* Excerpts from a point labeling dataset *
◇ ◇ ◇ ◇ ◇

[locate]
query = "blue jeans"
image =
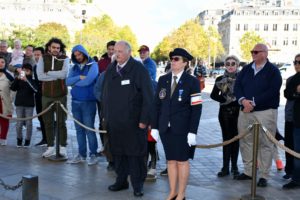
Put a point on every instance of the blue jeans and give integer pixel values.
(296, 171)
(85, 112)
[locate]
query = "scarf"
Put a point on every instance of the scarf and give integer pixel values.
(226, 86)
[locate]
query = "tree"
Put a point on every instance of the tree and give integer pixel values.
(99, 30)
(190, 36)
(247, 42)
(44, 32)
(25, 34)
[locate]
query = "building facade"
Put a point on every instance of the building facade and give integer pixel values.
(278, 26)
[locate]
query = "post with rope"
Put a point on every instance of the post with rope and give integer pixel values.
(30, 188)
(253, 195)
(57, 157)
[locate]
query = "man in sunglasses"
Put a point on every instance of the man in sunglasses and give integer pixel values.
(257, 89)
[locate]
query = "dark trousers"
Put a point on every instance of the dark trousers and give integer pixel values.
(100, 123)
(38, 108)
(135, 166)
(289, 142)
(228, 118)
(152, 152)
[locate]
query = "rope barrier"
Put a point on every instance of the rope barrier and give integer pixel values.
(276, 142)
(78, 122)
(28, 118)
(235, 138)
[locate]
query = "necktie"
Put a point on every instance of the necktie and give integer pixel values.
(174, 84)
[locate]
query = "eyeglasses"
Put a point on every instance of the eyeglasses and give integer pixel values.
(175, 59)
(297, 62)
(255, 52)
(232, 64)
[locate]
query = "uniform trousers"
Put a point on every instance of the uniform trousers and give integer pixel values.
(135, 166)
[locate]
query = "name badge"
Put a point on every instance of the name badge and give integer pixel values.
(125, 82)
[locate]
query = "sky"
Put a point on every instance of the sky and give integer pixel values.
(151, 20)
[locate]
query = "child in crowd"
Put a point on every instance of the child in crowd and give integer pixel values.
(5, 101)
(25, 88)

◇ ◇ ◇ ◇ ◇

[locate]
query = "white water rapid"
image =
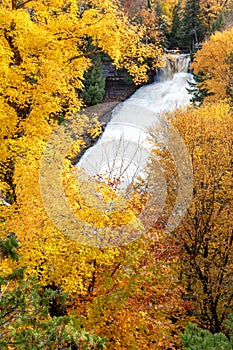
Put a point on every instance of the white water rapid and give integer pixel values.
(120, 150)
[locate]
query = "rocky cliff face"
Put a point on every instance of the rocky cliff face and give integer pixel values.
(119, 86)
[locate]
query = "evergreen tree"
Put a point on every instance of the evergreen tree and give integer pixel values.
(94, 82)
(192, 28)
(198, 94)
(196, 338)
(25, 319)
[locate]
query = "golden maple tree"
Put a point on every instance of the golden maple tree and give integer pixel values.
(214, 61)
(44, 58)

◇ ◇ ◇ ◇ ◇

* Problem *
List each line of the records where the word "badge" appears.

* Exercise answer *
query = "name badge"
Put a point on every instance of the name badge and give integer pixel values.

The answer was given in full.